======== Recorded information
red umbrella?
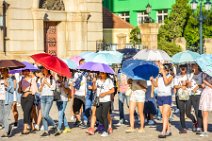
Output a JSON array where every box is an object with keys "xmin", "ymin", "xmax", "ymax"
[
  {"xmin": 0, "ymin": 60, "xmax": 25, "ymax": 69},
  {"xmin": 31, "ymin": 53, "xmax": 71, "ymax": 78}
]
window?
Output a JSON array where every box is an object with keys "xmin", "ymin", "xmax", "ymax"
[
  {"xmin": 157, "ymin": 10, "xmax": 168, "ymax": 23},
  {"xmin": 137, "ymin": 11, "xmax": 148, "ymax": 24},
  {"xmin": 118, "ymin": 12, "xmax": 130, "ymax": 23}
]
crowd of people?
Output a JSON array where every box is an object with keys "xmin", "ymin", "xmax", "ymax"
[{"xmin": 0, "ymin": 59, "xmax": 212, "ymax": 138}]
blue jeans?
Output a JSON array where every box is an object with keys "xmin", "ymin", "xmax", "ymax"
[
  {"xmin": 118, "ymin": 92, "xmax": 130, "ymax": 120},
  {"xmin": 41, "ymin": 96, "xmax": 55, "ymax": 131},
  {"xmin": 56, "ymin": 101, "xmax": 69, "ymax": 130},
  {"xmin": 83, "ymin": 90, "xmax": 94, "ymax": 122},
  {"xmin": 0, "ymin": 100, "xmax": 12, "ymax": 133}
]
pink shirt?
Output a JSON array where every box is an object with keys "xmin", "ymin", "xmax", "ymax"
[{"xmin": 118, "ymin": 73, "xmax": 129, "ymax": 93}]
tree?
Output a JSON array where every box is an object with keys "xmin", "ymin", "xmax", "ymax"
[
  {"xmin": 158, "ymin": 0, "xmax": 190, "ymax": 55},
  {"xmin": 130, "ymin": 26, "xmax": 141, "ymax": 46},
  {"xmin": 184, "ymin": 8, "xmax": 212, "ymax": 52}
]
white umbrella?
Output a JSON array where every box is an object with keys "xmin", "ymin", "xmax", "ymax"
[{"xmin": 133, "ymin": 49, "xmax": 172, "ymax": 62}]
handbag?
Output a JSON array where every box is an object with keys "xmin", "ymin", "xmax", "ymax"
[{"xmin": 177, "ymin": 89, "xmax": 190, "ymax": 101}]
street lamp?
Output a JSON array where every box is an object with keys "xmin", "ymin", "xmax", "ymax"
[
  {"xmin": 146, "ymin": 3, "xmax": 152, "ymax": 23},
  {"xmin": 191, "ymin": 0, "xmax": 211, "ymax": 54}
]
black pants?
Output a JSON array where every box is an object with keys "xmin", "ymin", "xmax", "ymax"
[
  {"xmin": 21, "ymin": 94, "xmax": 34, "ymax": 124},
  {"xmin": 96, "ymin": 102, "xmax": 111, "ymax": 132},
  {"xmin": 189, "ymin": 95, "xmax": 203, "ymax": 128},
  {"xmin": 176, "ymin": 96, "xmax": 196, "ymax": 128}
]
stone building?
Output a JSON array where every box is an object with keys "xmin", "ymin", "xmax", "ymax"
[{"xmin": 0, "ymin": 0, "xmax": 103, "ymax": 60}]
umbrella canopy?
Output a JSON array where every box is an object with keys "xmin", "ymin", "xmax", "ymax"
[
  {"xmin": 0, "ymin": 60, "xmax": 25, "ymax": 69},
  {"xmin": 77, "ymin": 62, "xmax": 115, "ymax": 74},
  {"xmin": 196, "ymin": 54, "xmax": 212, "ymax": 77},
  {"xmin": 117, "ymin": 48, "xmax": 140, "ymax": 60},
  {"xmin": 70, "ymin": 56, "xmax": 83, "ymax": 66},
  {"xmin": 85, "ymin": 53, "xmax": 122, "ymax": 65},
  {"xmin": 98, "ymin": 51, "xmax": 123, "ymax": 60},
  {"xmin": 121, "ymin": 60, "xmax": 159, "ymax": 80},
  {"xmin": 31, "ymin": 53, "xmax": 71, "ymax": 78},
  {"xmin": 172, "ymin": 50, "xmax": 200, "ymax": 64},
  {"xmin": 133, "ymin": 49, "xmax": 172, "ymax": 62},
  {"xmin": 9, "ymin": 62, "xmax": 38, "ymax": 74},
  {"xmin": 62, "ymin": 59, "xmax": 78, "ymax": 69}
]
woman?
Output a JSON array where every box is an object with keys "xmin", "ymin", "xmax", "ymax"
[
  {"xmin": 150, "ymin": 63, "xmax": 173, "ymax": 138},
  {"xmin": 93, "ymin": 72, "xmax": 114, "ymax": 137},
  {"xmin": 34, "ymin": 70, "xmax": 44, "ymax": 131},
  {"xmin": 126, "ymin": 80, "xmax": 147, "ymax": 133},
  {"xmin": 199, "ymin": 74, "xmax": 212, "ymax": 137},
  {"xmin": 0, "ymin": 69, "xmax": 15, "ymax": 137},
  {"xmin": 18, "ymin": 70, "xmax": 37, "ymax": 134},
  {"xmin": 55, "ymin": 75, "xmax": 71, "ymax": 136},
  {"xmin": 174, "ymin": 65, "xmax": 197, "ymax": 134},
  {"xmin": 39, "ymin": 68, "xmax": 57, "ymax": 137},
  {"xmin": 188, "ymin": 64, "xmax": 203, "ymax": 134}
]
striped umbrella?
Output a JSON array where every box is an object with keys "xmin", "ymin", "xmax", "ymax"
[
  {"xmin": 172, "ymin": 50, "xmax": 200, "ymax": 64},
  {"xmin": 133, "ymin": 49, "xmax": 171, "ymax": 62}
]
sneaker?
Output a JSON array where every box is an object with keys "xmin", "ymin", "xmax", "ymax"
[
  {"xmin": 86, "ymin": 127, "xmax": 94, "ymax": 135},
  {"xmin": 74, "ymin": 121, "xmax": 82, "ymax": 127},
  {"xmin": 192, "ymin": 122, "xmax": 198, "ymax": 132},
  {"xmin": 54, "ymin": 130, "xmax": 62, "ymax": 136},
  {"xmin": 101, "ymin": 131, "xmax": 108, "ymax": 137},
  {"xmin": 199, "ymin": 132, "xmax": 208, "ymax": 137},
  {"xmin": 116, "ymin": 120, "xmax": 124, "ymax": 126},
  {"xmin": 158, "ymin": 133, "xmax": 166, "ymax": 138},
  {"xmin": 166, "ymin": 131, "xmax": 172, "ymax": 137},
  {"xmin": 179, "ymin": 129, "xmax": 187, "ymax": 134},
  {"xmin": 41, "ymin": 132, "xmax": 49, "ymax": 137},
  {"xmin": 108, "ymin": 127, "xmax": 113, "ymax": 134},
  {"xmin": 79, "ymin": 122, "xmax": 88, "ymax": 129},
  {"xmin": 138, "ymin": 128, "xmax": 145, "ymax": 133},
  {"xmin": 63, "ymin": 127, "xmax": 71, "ymax": 134},
  {"xmin": 125, "ymin": 128, "xmax": 135, "ymax": 133},
  {"xmin": 13, "ymin": 122, "xmax": 18, "ymax": 129},
  {"xmin": 35, "ymin": 124, "xmax": 40, "ymax": 131},
  {"xmin": 174, "ymin": 109, "xmax": 180, "ymax": 114},
  {"xmin": 196, "ymin": 128, "xmax": 202, "ymax": 135},
  {"xmin": 148, "ymin": 120, "xmax": 155, "ymax": 125},
  {"xmin": 40, "ymin": 125, "xmax": 44, "ymax": 131}
]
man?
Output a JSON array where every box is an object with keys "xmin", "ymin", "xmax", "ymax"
[{"xmin": 73, "ymin": 59, "xmax": 87, "ymax": 127}]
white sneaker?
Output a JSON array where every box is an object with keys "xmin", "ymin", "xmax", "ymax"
[
  {"xmin": 101, "ymin": 132, "xmax": 108, "ymax": 137},
  {"xmin": 40, "ymin": 125, "xmax": 44, "ymax": 131},
  {"xmin": 148, "ymin": 120, "xmax": 155, "ymax": 125}
]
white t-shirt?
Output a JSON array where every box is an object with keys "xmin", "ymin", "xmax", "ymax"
[
  {"xmin": 191, "ymin": 72, "xmax": 203, "ymax": 95},
  {"xmin": 158, "ymin": 74, "xmax": 173, "ymax": 96},
  {"xmin": 56, "ymin": 81, "xmax": 68, "ymax": 101},
  {"xmin": 96, "ymin": 78, "xmax": 114, "ymax": 102},
  {"xmin": 0, "ymin": 79, "xmax": 6, "ymax": 100},
  {"xmin": 74, "ymin": 72, "xmax": 87, "ymax": 96},
  {"xmin": 41, "ymin": 77, "xmax": 56, "ymax": 96}
]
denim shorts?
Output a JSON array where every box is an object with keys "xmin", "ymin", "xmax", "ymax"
[
  {"xmin": 157, "ymin": 96, "xmax": 172, "ymax": 106},
  {"xmin": 130, "ymin": 90, "xmax": 145, "ymax": 102}
]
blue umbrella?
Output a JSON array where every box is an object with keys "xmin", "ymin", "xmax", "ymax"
[
  {"xmin": 9, "ymin": 62, "xmax": 38, "ymax": 74},
  {"xmin": 172, "ymin": 50, "xmax": 200, "ymax": 64},
  {"xmin": 196, "ymin": 54, "xmax": 212, "ymax": 77},
  {"xmin": 121, "ymin": 60, "xmax": 159, "ymax": 80}
]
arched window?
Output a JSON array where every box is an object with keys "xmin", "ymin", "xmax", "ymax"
[{"xmin": 39, "ymin": 0, "xmax": 65, "ymax": 11}]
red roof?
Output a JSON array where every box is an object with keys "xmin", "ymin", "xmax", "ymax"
[{"xmin": 103, "ymin": 8, "xmax": 133, "ymax": 28}]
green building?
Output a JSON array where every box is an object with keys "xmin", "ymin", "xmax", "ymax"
[{"xmin": 103, "ymin": 0, "xmax": 175, "ymax": 26}]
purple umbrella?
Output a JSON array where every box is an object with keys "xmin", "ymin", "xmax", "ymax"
[
  {"xmin": 10, "ymin": 62, "xmax": 38, "ymax": 74},
  {"xmin": 77, "ymin": 62, "xmax": 115, "ymax": 74}
]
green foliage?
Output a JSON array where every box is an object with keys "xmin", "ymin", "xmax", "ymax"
[
  {"xmin": 158, "ymin": 40, "xmax": 181, "ymax": 56},
  {"xmin": 130, "ymin": 26, "xmax": 141, "ymax": 46},
  {"xmin": 184, "ymin": 9, "xmax": 212, "ymax": 52}
]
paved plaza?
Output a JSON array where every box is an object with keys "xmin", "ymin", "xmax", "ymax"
[{"xmin": 0, "ymin": 99, "xmax": 212, "ymax": 141}]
================
_Objective:_ Write out again, unchanged, every line from the line containing "arched window?" to the final line of the material above.

_Full response:_
arched window?
Output a JSON array where every box is an object with keys "xmin", "ymin", "xmax", "ymax"
[{"xmin": 39, "ymin": 0, "xmax": 65, "ymax": 11}]
red roof?
Output a JSON array where every box is an object with keys "xmin", "ymin", "xmax", "ymax"
[{"xmin": 103, "ymin": 8, "xmax": 133, "ymax": 28}]
green building?
Output a JSON array where every box is an object with keys "xmin", "ymin", "xmax", "ymax"
[{"xmin": 103, "ymin": 0, "xmax": 175, "ymax": 26}]
purple umbrella?
Output a JSON array where every box is an object with keys "xmin", "ymin", "xmax", "ymax"
[
  {"xmin": 10, "ymin": 62, "xmax": 38, "ymax": 74},
  {"xmin": 77, "ymin": 62, "xmax": 115, "ymax": 74}
]
green foliage?
Output a JSON array where every box is an object with keys "xmin", "ymin", "xmax", "ymax"
[
  {"xmin": 158, "ymin": 40, "xmax": 181, "ymax": 56},
  {"xmin": 130, "ymin": 26, "xmax": 141, "ymax": 46},
  {"xmin": 184, "ymin": 9, "xmax": 212, "ymax": 52}
]
paved plaza?
Output a JSON array where every box is an object with keys "xmin", "ymin", "xmax", "ymax"
[{"xmin": 0, "ymin": 99, "xmax": 212, "ymax": 141}]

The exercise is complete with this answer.